→ Job:
Reproduce the material word for word; the images stay out.

→ Raw records:
━━━━━━

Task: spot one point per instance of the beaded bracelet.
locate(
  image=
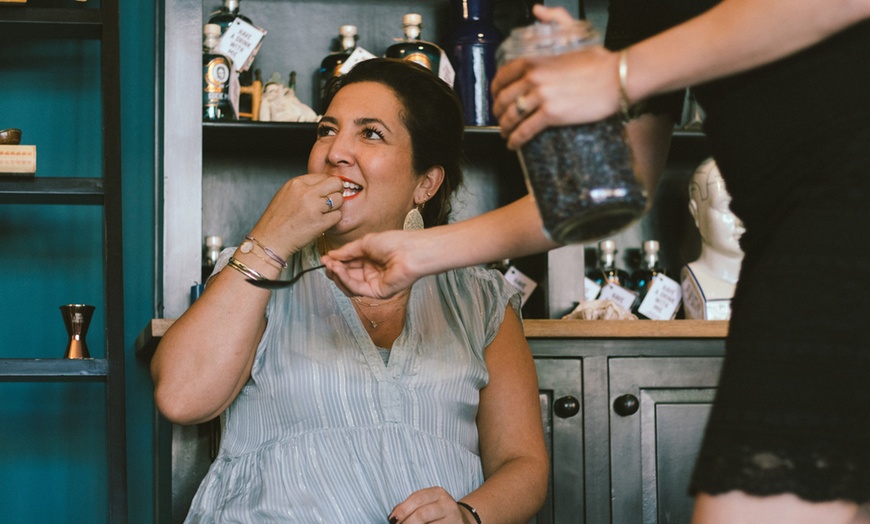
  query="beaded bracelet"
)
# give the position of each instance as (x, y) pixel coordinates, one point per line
(245, 270)
(624, 103)
(274, 256)
(470, 510)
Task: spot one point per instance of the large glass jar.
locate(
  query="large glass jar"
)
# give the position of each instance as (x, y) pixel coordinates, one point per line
(581, 176)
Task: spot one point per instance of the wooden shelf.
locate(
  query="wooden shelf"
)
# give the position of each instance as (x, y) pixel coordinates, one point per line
(24, 21)
(53, 370)
(51, 190)
(146, 342)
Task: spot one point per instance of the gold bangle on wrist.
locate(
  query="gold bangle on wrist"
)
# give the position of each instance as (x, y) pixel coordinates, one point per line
(253, 274)
(624, 102)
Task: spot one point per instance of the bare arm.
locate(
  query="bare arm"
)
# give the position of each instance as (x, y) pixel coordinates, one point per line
(205, 358)
(734, 36)
(515, 462)
(382, 264)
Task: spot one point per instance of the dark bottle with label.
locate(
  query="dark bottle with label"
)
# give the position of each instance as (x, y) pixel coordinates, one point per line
(606, 271)
(329, 66)
(472, 47)
(412, 48)
(643, 277)
(223, 17)
(211, 250)
(216, 72)
(227, 14)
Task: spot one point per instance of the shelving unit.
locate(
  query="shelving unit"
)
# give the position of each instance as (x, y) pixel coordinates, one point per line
(91, 21)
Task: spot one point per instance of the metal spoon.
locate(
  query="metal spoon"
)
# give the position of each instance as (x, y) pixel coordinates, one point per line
(278, 284)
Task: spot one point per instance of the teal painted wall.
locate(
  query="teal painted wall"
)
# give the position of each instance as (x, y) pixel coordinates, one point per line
(52, 435)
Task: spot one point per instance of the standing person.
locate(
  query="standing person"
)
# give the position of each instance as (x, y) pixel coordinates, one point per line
(788, 120)
(420, 408)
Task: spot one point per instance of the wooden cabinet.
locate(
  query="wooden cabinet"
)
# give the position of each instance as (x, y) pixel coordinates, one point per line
(644, 391)
(24, 28)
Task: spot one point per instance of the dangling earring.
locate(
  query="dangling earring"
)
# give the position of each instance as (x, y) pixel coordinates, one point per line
(413, 220)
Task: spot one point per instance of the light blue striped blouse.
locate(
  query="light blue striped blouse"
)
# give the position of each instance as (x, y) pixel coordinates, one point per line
(325, 431)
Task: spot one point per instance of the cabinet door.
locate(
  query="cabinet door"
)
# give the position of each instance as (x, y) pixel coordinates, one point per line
(560, 382)
(659, 408)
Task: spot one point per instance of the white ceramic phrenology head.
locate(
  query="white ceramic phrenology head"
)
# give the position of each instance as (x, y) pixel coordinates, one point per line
(709, 203)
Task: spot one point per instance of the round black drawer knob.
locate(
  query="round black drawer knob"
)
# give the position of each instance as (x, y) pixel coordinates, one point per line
(566, 407)
(626, 405)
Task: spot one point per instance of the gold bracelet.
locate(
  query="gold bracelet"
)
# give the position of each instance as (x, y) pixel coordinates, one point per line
(245, 270)
(271, 254)
(624, 102)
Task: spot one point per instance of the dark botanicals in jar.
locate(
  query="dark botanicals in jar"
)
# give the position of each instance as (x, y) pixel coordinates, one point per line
(582, 176)
(472, 50)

━━━━━━

→ Written solution:
Task: spot one point per instance of the beaded bracelet.
locate(
  image=
  query="beaded bracelet"
)
# give the position of each instance as (x, y) pixel coordinates, one point per line
(245, 270)
(624, 103)
(274, 256)
(470, 510)
Task: spot one point per instance of the large glass jar.
locate(
  query="large glass jar"
)
# give the position of each instance as (x, y) pixel coordinates, one point per line
(581, 176)
Task: spot one point per instance of the wooden shelf.
locate(
  query="wooden shelf"
)
# give the position of each instance as (x, y) pixel coordinates, one point per line
(24, 21)
(53, 370)
(51, 190)
(146, 342)
Task: spot one point per instance of the gold bangle on wrist.
locate(
  query="gold bangle on wrist"
)
# give the position of each instance as (x, y) pixel coordinates, one point per line
(253, 274)
(624, 102)
Task: spot one point per instance of the bare arm.
locate(
  query="bare arm"
)
# give the position of each instance as (x, y) pixel coordinates, one point per line
(205, 358)
(734, 36)
(515, 462)
(382, 264)
Task: spot one point per instance of the dark bottle with label.
locate(
  query="dark bottle with label"
)
# give the position of each instance as (x, y) pixel coordinates, one point per line
(606, 271)
(329, 66)
(472, 47)
(412, 48)
(643, 277)
(223, 17)
(211, 250)
(216, 72)
(227, 14)
Task: spot one point per instance of the shelving unit.
locate(
  query="shelving unit"
)
# give the position of each instance as (x, y) pixel coordinates, one point per line
(91, 21)
Task: spot one point per instance of the metal spoon.
locate(
  query="metal spoon"
)
# give the position of each instance as (x, y) pixel coordinates, one point per line
(278, 284)
Task: spot one point per instance of the teal painted wall.
locate(
  query="teal painted wall"
)
# give the position of each instance as (x, y) pixel coordinates, one point per line
(52, 435)
Task: spot one point per instance of the standing person.
locate(
  query="standing person"
)
# give the position of each instance as (x, y) pixel coordinates, one point per line
(788, 120)
(420, 408)
Task: spot one point per instance of the wooden cabinet.
locate(
  query="wooden cabinet"
)
# give the position of each instance as (x, y) pixel coordinates, one point per line
(644, 391)
(24, 28)
Task: spot one point per instance of the dangling earring.
locate(
  query="dangling earring"
)
# give the position of each instance as (x, y) pixel coordinates, one point per line
(413, 220)
Task: spot one point per instance of the light blue striped blouse.
locate(
  query="light blue striped blouse"
)
# give the position of each instance as (x, y) pixel coordinates, one point per line
(325, 431)
Task: spot one point per instance of the cabinet door.
locate(
  query="cabinet door"
)
# give the position of each instance as (x, y) pixel coordinates, one point per line
(560, 382)
(659, 408)
Task: spot one point per instance of the white ceramic phrenology head.
locate(
  query="white ceramic phrenology head"
)
# give the position of each instance as (x, y) pixel coordinates, one point per line
(709, 203)
Task: spot one point per instance of the round black drawer knob.
locate(
  query="round black drawer knob"
)
# give the position of each instance as (x, y) pixel coordinates, one point per line
(566, 407)
(626, 405)
Task: spot one point per instance of the gold bracelet.
locate(
  query="gold bracelet"
)
# give the position of each instance as (x, y) pixel coordinates, one point per line
(245, 270)
(271, 254)
(624, 102)
Task: spot one point per instance of the dark botanicals in jar.
locate(
  query="dark botanicals in jar"
)
# give the position of each instance as (x, y) pixel coordinates, one point per line
(582, 176)
(472, 50)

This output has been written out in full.